## AIM OF THE TASK:
Below is a block of records. Copy every line in it that contains the word "after".

## DATA EXCERPTS:

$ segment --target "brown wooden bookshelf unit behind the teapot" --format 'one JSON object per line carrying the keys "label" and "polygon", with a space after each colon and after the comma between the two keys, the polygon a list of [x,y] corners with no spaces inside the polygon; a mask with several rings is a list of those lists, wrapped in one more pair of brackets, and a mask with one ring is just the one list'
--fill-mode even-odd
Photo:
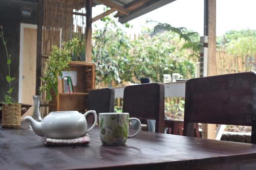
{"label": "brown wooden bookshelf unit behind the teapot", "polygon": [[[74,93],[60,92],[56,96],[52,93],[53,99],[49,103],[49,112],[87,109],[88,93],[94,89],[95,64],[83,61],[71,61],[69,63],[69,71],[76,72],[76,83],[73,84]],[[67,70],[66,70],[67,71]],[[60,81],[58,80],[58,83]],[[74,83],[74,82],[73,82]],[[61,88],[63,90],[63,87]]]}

...

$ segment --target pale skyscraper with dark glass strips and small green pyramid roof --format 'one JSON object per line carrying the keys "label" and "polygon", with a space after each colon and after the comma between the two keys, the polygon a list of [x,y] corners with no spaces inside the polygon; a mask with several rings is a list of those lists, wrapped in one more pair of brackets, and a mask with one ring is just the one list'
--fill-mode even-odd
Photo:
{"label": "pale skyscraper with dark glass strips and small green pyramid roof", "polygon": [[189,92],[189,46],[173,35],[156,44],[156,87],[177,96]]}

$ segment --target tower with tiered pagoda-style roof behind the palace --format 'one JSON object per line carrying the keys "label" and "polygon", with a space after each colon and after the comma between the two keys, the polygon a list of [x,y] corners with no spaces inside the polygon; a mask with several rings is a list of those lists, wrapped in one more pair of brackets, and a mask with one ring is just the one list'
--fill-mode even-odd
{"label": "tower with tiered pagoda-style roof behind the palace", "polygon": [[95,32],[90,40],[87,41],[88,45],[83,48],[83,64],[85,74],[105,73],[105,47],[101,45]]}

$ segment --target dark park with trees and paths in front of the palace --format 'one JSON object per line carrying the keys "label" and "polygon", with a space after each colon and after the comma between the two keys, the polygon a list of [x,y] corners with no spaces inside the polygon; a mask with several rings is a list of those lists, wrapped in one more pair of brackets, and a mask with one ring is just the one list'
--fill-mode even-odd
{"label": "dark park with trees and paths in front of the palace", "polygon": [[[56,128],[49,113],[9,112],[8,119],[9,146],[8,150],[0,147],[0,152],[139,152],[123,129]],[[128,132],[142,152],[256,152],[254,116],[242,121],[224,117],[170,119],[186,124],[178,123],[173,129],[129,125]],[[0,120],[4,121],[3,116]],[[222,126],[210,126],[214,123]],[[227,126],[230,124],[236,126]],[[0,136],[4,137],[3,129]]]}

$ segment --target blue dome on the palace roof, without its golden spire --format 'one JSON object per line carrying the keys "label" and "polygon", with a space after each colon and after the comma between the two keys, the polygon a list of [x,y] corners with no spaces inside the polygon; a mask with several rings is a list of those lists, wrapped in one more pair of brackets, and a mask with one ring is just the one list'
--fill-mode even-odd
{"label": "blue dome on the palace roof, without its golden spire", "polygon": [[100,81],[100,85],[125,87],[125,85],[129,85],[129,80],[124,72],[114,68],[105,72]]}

## RESULT FOR THIS TASK:
$ segment --target "brown wooden bookshelf unit behind the teapot" --format 'one JSON object per line carrying the keys "label" and "polygon", with a space after each colon and after the comma between the two keys, the polygon a list of [x,y] corners with no spaces inside the polygon; a mask with several rings is a list of those lists, wrapped in one more pair of brackets, and a mask with one ring is just the one list'
$ segment --target pale skyscraper with dark glass strips and small green pyramid roof --format 'one JSON object per line carrying the keys "label" and "polygon", with a space after each colon and after the comma between the two keys, the polygon a list of [x,y] corners with no spaces inside the polygon; a mask with several rings is a list of those lists, wrapped in one more pair of brackets, and a mask with one ring is just the one list'
$ segment --target tower with tiered pagoda-style roof behind the palace --format 'one JSON object per line carrying the keys "label" and "polygon", with a space after each colon and after the comma between the two keys, the polygon a list of [x,y] corners with no spaces inside the polygon; a mask with several rings is a list of those lists, wrapped in one more pair of brackets, and a mask with one ring is just the one list'
$ segment --target dark park with trees and paths in front of the palace --format 'one JSON object per line carrying the keys "label" and "polygon", with a space after each colon and after the comma between the two keys, the polygon a list of [x,y] corners with no spaces inside the polygon; a mask with several rings is a list of those lists, wrapped in one more pair of brackets, and a mask with one ring is just the one list'
$ segment --target blue dome on the palace roof, without its golden spire --format 'one JSON object per line carrying the keys "label" and "polygon", with a space after each colon and after the comma between the two keys, the polygon a list of [x,y] corners with no spaces inside the polygon; a mask with several rings is a list of those lists, wrapped in one more pair of brackets, and a mask with one ring is just the one list'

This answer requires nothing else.